# Estratto fornito
┄┄┄┄┄┄┄┄┄┄┄┄┄┄┄┄┄┄┄┄

Povere creature! di Lanthymos: maniche a sbuffo e ripresa grandangolare a tracciare il percorso evolutivo umano di una donna ‘inumana’
In questa brillante pellicola, dai toni fantascientifici e altamente surreali, a colpire la visione dello spettatore non son soltanto la faccia sfregiata dello scienziato-padre e il richiamo sinistro del timbro più vibrante e acuto di qualsiasi strumento che solo il violino può, elementi automaticamente atti ad accarezzare l’omaggio a fortunatissime scene di Frankestein di Mary Shelley e Frankestein Junior.
C’è più di un qualcosa di più che coinvolge il nostro cervello in richiami ancestrali della psiche che lì per lì la razionalità non sa determinare ma che poi, via via, mette a fuoco nel dipanarsi della trama: saranno le gigantesche maniche a sbuffo dei vestiti di Bella, la protagonista interpretata da Emma Stone, sarà la scena dei neonati e dei loro adulti nudi, gettati in un ventre di terra dalle limbiche connotazioni serigraficamente dantesche, sarà lo spazio senza tempo in cui nuotano i personaggi, a volte riecheggiante delle pellicole dei primi anni Trenta, altre volte proiettato futuristicamente in forme e colori che fanno un po’ à la Tim Burton e un po’ à la Wes Anderson, ma che non è in realtà nessuno dei due, proprio perché, paradossalmente, è Lanthymos.
E codesto Lanthymos, codesto regista dalle greche origini, in Povere creature! indaga in primo luogo il rapporto padre- figlia “speciale”.

┄┄┄┄┄┄┄┄┄┄┄┄┄┄┄┄┄┄┄┄

# Esercizio proposto
Elenca tutte le persone reali che la recensione su Povere creature! nomina esplicitamente, escludendo i personaggi del film.

# Sezione dati

┄┄┄┄┄┄┄┄┄┄┄┄┄┄┄┄┄┄┄┄

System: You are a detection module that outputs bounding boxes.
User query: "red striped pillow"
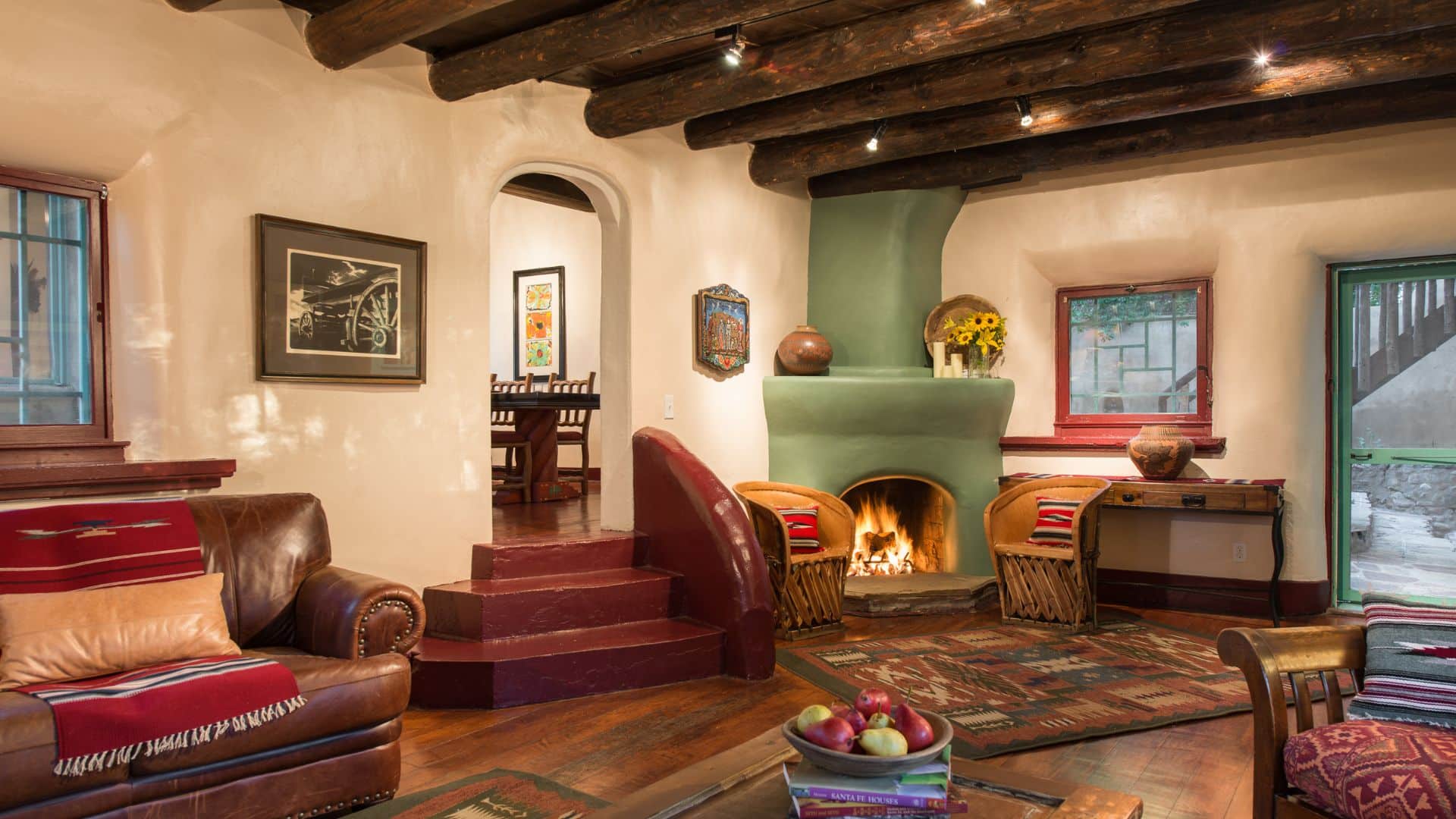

┄┄┄┄┄┄┄┄┄┄┄┄┄┄┄┄┄┄┄┄

# Soluzione
Lanthymos, Mary Shelley, Emma Stone, Tim Burton, Wes Anderson